Protectors and Regents of England

by Paul James
March 27 2005

One of the weaknesses of a hereditary monarchy is the possibility of having a monarch who is too young to rule, requiring a regency or protectorate to govern in his name. Whereas a monarch could stand above the factions of his subjects, anointed by God in his exalted position, a regent was a subject whose position could be aspired to by others. He faced the prospect of losing his position and might be motivated to ensure his long-term power and status beyond the point of the rightful monarch coming of age.

The Anglo-Saxons avoided this problem by not having a strictly hereditary monarchy. The Witan, or Great Council, chose the new king from among his predecessor’s relatives. While the new monarch would typically be the old king’s hereditary heir, he could be passed over if he was too young or deemed unsuitable in some other way.

The first underage King of England was Henry III who succeeded his father, King John when he was nine. He inherited a country in conflict, and partly under the control of Louis of France, who had been invited to take the English throne by barons who were in conflict with King John. England was fortunate that the designated regent, William Marshal, was generally respected and able to command the support of the majority of barons. He was strong enough to defeat the rebellious barons and to persuade, or bribe, Louis to give up his pretensions to the crown and return to France. Marshal died in 1219, when Henry was 12 and power passed to the last great Justiciar of England, Hugh de Burgh. In addition to struggles with the barons, De Burgh faced a constant rivalry for power from Peter des Roches, Bishop of Winchester; a rivalry which continued beyond Henry’s assumption of direct rule in 1227.

Henry’s son and grandson, Edwards I and II, were both adults when they came to the throne, but Edward II was a weak king, regarded with contempt by many subjects and by his own wife, Isabella. In 1327, Isabella and her lover, Roger Mortimer, contrived the overthrow and eventual murder of Edward and the proclamation of her and Edward’s son as King Edward III, at the age of 14. Although the new king’s cousin, Henry of Lancaster, was officially his guardian, Isabella and Mortimer exercised influence and power during his minority. Edward finally broke their hold over him and the state when he came of age, and Mortimer was hanged, drawn and quartered as a traitor in 1330.

Edward III had a long reign, but his eldest son (the famous and heroic Black Prince) pre-deceased his father by a year, leaving England with the prospect of his son as another underage king, who succeeded to the throne as Richard II in 1377, at the age of ten. No regency was established, and initially, Parliament attempted to govern, but effective power soon passed to the king’s uncle, John of Gaunt, Duke of Lancaster. Richard began to assume direct control at only 14 when he was instrumental in quelling the Peasant’s Revolt of 1381. In later years, he came into conflict with John of Gaunt’s son, Henry, who deposed him and assumed the crown as Henry IV in 1399.
========================================================================
PARTS OF THE EXERCISE:
[A] Decide whether each statement agrees with the article on protectors and regents, answering yes or no and quoting the deciding words: (i) Henry III was nine years old when he succeeded King John; (ii) a regency was set up to govern for Richard II; (iii) Roger Mortimer was executed as a traitor in 1330.
[B] Pick up the article on protectors and regents after its final sentence and continue it.
The material that comes next has no connection to the article on protectors and regents.

DATASET SECTION:
========================================================================
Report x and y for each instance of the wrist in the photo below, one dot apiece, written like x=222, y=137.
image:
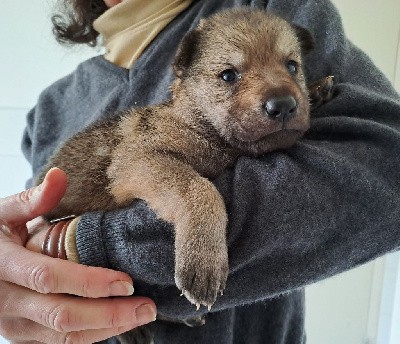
========================================================================
EXPECTED RESULTS:
[A]
(i) Yes: "The first underage King of England was Henry III who succeeded his father, King John when he was nine."
(ii) No: "No regency was established"
(iii) Yes: "Mortimer was hanged, drawn and quartered as a traitor in 1330."

[B]
Perhaps the most unfortunate period of regency in English history occurred when Henry IV’s grandson succeeded to the throne as Henry VI in 1422, at barely nine months old. England was deep in conflict with the French. The young king’s father, Henry V, had been recognized as heir to the French throne by the Treaty of Troyes two years earlier. The English controlled a large part of France, but French resistance to the arrangement (which had been imposed after English military victories), ensured that there would be no peace. When the French king, Charles VI, died a few months later, his son, Charles VII and Henry were proclaimed rival kings of France. At a time when England needed strong leadership, the protectorship of England was vested in the king’s uncle, Humphrey Duke of Gloucester, who found himself struggling to assert his authority and was in frequent conflict with other magnates, while another uncle, John Duke of Bedford, was Henry’s regent in France, ill-supplied and ultimately unsuccessful against French patriots inspired in part by Joan of Arc. By the time Henry declared himself of age in 1437, England had lost all its French territories except Calais, and at home England was driven by the faction which would continue throughout Henry’s reign.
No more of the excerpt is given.